### Location identification entries
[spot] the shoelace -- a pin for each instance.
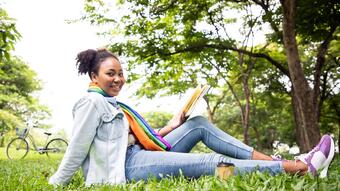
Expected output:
(276, 156)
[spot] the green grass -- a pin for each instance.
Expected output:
(32, 173)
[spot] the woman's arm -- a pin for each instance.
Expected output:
(175, 122)
(86, 121)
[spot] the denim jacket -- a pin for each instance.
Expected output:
(98, 143)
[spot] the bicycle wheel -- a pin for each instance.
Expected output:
(17, 148)
(56, 147)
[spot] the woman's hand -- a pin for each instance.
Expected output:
(177, 120)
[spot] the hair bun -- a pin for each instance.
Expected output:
(86, 60)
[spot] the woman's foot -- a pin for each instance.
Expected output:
(320, 157)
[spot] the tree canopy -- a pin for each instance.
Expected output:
(173, 45)
(18, 82)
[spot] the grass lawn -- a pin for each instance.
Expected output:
(32, 173)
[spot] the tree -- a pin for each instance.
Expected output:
(8, 35)
(18, 83)
(173, 43)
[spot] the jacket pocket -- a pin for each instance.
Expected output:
(111, 127)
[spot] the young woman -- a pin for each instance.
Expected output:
(103, 144)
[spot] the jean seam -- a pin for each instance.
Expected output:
(168, 164)
(215, 136)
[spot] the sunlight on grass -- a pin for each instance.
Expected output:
(32, 173)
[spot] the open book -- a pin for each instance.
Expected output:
(199, 92)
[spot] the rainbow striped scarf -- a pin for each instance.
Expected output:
(150, 139)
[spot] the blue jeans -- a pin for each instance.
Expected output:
(141, 164)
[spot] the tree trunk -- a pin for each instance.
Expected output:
(305, 109)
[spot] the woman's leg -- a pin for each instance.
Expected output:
(198, 128)
(141, 164)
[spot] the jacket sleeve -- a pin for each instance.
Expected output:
(86, 120)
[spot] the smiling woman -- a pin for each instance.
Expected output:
(109, 76)
(108, 145)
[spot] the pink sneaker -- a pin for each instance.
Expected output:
(320, 157)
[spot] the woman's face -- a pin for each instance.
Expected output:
(110, 76)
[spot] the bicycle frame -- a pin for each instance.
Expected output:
(36, 147)
(29, 138)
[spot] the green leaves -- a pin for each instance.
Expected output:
(8, 35)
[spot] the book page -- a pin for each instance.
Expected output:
(192, 101)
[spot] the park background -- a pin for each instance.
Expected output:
(170, 47)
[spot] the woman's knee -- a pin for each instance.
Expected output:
(199, 120)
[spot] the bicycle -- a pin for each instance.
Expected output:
(18, 147)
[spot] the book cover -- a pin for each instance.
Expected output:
(190, 105)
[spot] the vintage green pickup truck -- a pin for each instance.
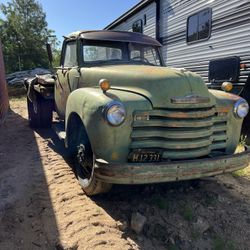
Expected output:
(128, 119)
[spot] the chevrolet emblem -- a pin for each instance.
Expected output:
(190, 99)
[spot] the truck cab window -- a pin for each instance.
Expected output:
(70, 57)
(199, 26)
(137, 26)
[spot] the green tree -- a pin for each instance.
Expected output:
(24, 33)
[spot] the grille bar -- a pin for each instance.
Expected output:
(180, 134)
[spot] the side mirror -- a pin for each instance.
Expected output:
(49, 52)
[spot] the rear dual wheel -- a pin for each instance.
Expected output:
(85, 170)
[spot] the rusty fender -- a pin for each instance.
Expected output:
(142, 173)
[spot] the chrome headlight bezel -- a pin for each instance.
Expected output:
(114, 113)
(241, 108)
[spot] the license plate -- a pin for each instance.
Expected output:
(145, 156)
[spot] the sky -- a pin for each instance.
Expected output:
(65, 16)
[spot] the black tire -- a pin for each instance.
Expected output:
(85, 172)
(40, 112)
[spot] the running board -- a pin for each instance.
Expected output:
(59, 129)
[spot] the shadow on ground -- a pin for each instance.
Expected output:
(27, 219)
(211, 213)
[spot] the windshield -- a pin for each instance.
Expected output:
(119, 52)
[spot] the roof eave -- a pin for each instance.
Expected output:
(129, 13)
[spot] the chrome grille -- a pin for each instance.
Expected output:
(180, 134)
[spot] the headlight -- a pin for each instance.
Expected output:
(241, 108)
(114, 113)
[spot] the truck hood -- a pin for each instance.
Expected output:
(160, 85)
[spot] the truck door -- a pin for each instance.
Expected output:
(67, 75)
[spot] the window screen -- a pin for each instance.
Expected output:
(137, 26)
(199, 26)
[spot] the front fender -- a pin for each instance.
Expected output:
(108, 142)
(225, 103)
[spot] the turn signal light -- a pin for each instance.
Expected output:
(104, 85)
(227, 86)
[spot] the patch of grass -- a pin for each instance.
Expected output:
(222, 244)
(160, 202)
(195, 235)
(172, 247)
(242, 172)
(187, 212)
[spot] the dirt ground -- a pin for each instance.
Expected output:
(43, 207)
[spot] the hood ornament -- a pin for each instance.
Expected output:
(190, 99)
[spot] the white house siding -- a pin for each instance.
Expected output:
(230, 34)
(149, 28)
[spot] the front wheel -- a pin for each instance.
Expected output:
(85, 172)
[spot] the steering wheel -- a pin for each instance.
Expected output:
(140, 58)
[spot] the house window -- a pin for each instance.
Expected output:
(137, 26)
(199, 26)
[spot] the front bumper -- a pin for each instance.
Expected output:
(142, 173)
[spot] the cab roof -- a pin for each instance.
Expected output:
(108, 35)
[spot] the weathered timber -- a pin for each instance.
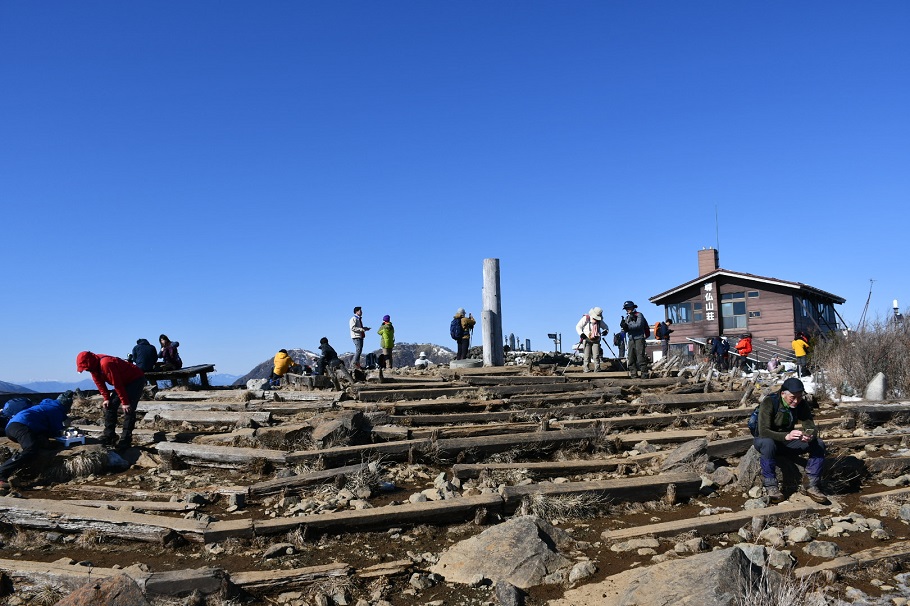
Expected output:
(207, 417)
(26, 575)
(114, 492)
(392, 395)
(897, 552)
(294, 482)
(256, 581)
(524, 380)
(138, 506)
(550, 468)
(58, 515)
(430, 512)
(714, 524)
(218, 456)
(638, 489)
(661, 401)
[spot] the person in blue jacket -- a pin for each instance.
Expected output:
(32, 426)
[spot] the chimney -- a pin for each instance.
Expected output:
(707, 261)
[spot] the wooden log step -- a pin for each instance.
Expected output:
(713, 524)
(431, 512)
(218, 456)
(207, 417)
(523, 380)
(551, 469)
(898, 551)
(394, 395)
(257, 581)
(645, 488)
(49, 514)
(290, 484)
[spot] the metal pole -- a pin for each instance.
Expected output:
(491, 317)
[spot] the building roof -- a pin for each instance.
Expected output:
(798, 286)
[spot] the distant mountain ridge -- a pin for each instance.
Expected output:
(403, 354)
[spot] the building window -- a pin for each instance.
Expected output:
(733, 310)
(681, 313)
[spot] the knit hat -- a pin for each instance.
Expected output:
(793, 386)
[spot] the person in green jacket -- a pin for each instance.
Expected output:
(386, 334)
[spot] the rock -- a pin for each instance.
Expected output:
(520, 551)
(822, 549)
(709, 579)
(120, 590)
(877, 388)
(689, 456)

### Directive
Reproduce all of the data exactly; the pictures do not belong in the copy.

### Result of the task
[spot] the shoelace -- a pin for each instance.
Expected output:
(276, 156)
[spot] the green grass -- a pin for each instance.
Expected output:
(32, 173)
[spot] the woman's arm -- a pin for each instance.
Expected output:
(175, 122)
(86, 121)
[spot] the denim jacket -- a pin for each instance.
Expected output:
(98, 143)
[spot] the bicycle wheel -- a pin for each instance.
Expected output:
(17, 148)
(56, 147)
[spot] the woman's hand -- a pin for each instance.
Expected output:
(177, 120)
[spot] the hair bun -- a pin for each instance.
Expected output:
(86, 60)
[spot] the woman's foot -- a pin for each instance.
Expected output:
(320, 157)
[spot] the tree canopy -- a pin for each instance.
Expected output:
(173, 45)
(18, 82)
[spot] the grass lawn -- a pin for each instance.
Expected output:
(32, 173)
[spot] the tree -- a pin for each instance.
Expected output:
(8, 35)
(18, 83)
(173, 43)
[spot] the jacket pocket -- a pin for each instance.
Expected output:
(111, 127)
[spot] the young woman -- a pin for each instance.
Expected output:
(103, 144)
[spot] the jean seam -- a pin for each instance.
Expected output:
(168, 164)
(215, 136)
[spot] the sunlight on grass -- a pin for each instance.
Expected output:
(32, 173)
[spot] the open book -- a pin for each instance.
Expected output:
(199, 92)
[spot] the rainbow striped scarf -- a pin for each instance.
Expected output:
(150, 139)
[spot] the blue jeans -- a pin for each instance.
Expected output:
(141, 164)
[spot] the tree trunk -- a pin for each instance.
Expected output:
(305, 109)
[spot] the woman's leg -- a pin for each instance.
Expected output:
(198, 128)
(141, 164)
[spot] the jacket sleeve -- a pin for each instance.
Expected output:
(86, 120)
[spot] the smiling woman -- a pin for each instance.
Expected output:
(109, 76)
(108, 145)
[spot] the pink sneaker -- a pin for each instance.
Expected output:
(320, 157)
[spot] the woman's face -- a pin for each instance.
Expected output:
(110, 76)
[spot] the bicycle frame -- a pin for each instance.
Expected output:
(36, 147)
(29, 138)
[spot] the green leaves -- a pin for each instance.
Expected output:
(8, 35)
[spot] the book page -- a pin for each instance.
Expected output:
(192, 101)
[spot] the park background -- a pin for each instance.
Expected output:
(170, 47)
[spot] the woman's knee -- a pin for each instance.
Expected output:
(199, 120)
[spot] the bicycle -- a pin for each instance.
Expected output:
(18, 147)
[spot] the book cover -- a pin for each instance.
Expected output:
(190, 105)
[spot] the vintage green pickup truck -- a pin for each instance.
Expected output:
(128, 119)
[spot] the chevrolet emblem -- a pin for each instance.
Expected output:
(190, 99)
[spot] the truck cab window -- a pin for each instance.
Expected output:
(70, 57)
(199, 26)
(137, 26)
[spot] the green tree -- a pin for each instance.
Expected output:
(24, 33)
[spot] the grille bar -- a pin for each instance.
Expected output:
(180, 134)
[spot] the side mirror -- a pin for each instance.
Expected output:
(49, 52)
[spot] the rear dual wheel -- a pin for each instance.
Expected output:
(85, 170)
[spot] the rusty fender -- a pin for each instance.
Expected output:
(142, 173)
[spot] the chrome headlight bezel -- a pin for each instance.
Expected output:
(114, 113)
(241, 108)
[spot] the license plate -- a pin for each instance.
Expected output:
(145, 156)
[spot] the sky -- a pin for each instance.
Expected output:
(65, 16)
[spot] the black tire -- a pin for each instance.
Expected output:
(85, 172)
(40, 112)
[spot] the running board -- a pin for each instance.
Expected output:
(59, 129)
[spot] the shadow on ground -- a pin for each instance.
Expected output:
(27, 219)
(211, 213)
[spot] the windshield -- a pin for each instance.
Expected output:
(119, 52)
[spot] the roof eave -- a pin for each instance.
Expected output:
(129, 13)
[spot] the chrome grille -- a pin for each instance.
Expected output:
(180, 134)
[spot] the headlight -- a pin for each instance.
Expected output:
(241, 108)
(114, 113)
[spot] the truck hood -- a pin for each instance.
Expected output:
(160, 85)
[spot] the truck door -- a pin for each instance.
Expected output:
(67, 75)
[spot] the window screen -- a pin for each instance.
Expected output:
(137, 26)
(199, 26)
[spot] the front fender -- a pin for each instance.
Expected output:
(108, 142)
(225, 103)
[spot] the turn signal light -- a pin for each instance.
Expected output:
(104, 85)
(227, 86)
[spot] the patch of grass -- a pin for each instance.
Expected output:
(222, 244)
(160, 202)
(195, 235)
(172, 247)
(242, 172)
(187, 212)
[spot] the dirt ground -- a pin for each instance.
Expected output:
(43, 207)
[spot] the hood ornament -- a pin for each instance.
Expected output:
(190, 99)
[spot] the white house siding -- a pin for each instance.
Expected output:
(230, 34)
(149, 28)
[spot] the front wheel -- a pin for each instance.
Expected output:
(85, 172)
[spot] the steering wheel -- a pin for each instance.
Expected output:
(140, 58)
[spot] the house window -- a pin for each instance.
Expected output:
(137, 26)
(199, 26)
[spot] the front bumper -- a pin for each instance.
Expected output:
(142, 173)
[spot] the cab roof -- a pin for each instance.
Expected output:
(108, 35)
[spot] the weathered timber -- a pin for each instance.
Expected output:
(207, 417)
(26, 575)
(114, 492)
(392, 395)
(897, 552)
(294, 482)
(256, 581)
(524, 380)
(138, 506)
(550, 468)
(58, 515)
(430, 512)
(714, 524)
(218, 456)
(638, 489)
(661, 401)
[spot] the person in blue jacket -- a pin for each instance.
Expected output:
(32, 426)
[spot] the chimney -- a pin for each instance.
Expected output:
(707, 261)
[spot] the wooden log step -- a pin for each instance.
Expected output:
(713, 524)
(431, 512)
(218, 456)
(207, 417)
(523, 380)
(551, 469)
(898, 551)
(394, 395)
(257, 581)
(645, 488)
(49, 514)
(290, 484)
[spot] the metal pole -- a pin for each instance.
Expected output:
(491, 317)
[spot] the building roof -- a pin for each instance.
Expected output:
(798, 286)
[spot] the distant mountain ridge -- a pin for each instance.
Expected output:
(403, 354)
[spot] the building window -- a pin for each instance.
Expected output:
(733, 310)
(681, 313)
[spot] the knit hat -- a pin for each instance.
Expected output:
(793, 386)
[spot] the person in green jacket -- a pin for each instance.
Expected output:
(386, 334)
[spot] the rock -- a pin for each instance.
Expected output:
(520, 551)
(822, 549)
(709, 579)
(120, 590)
(877, 388)
(689, 456)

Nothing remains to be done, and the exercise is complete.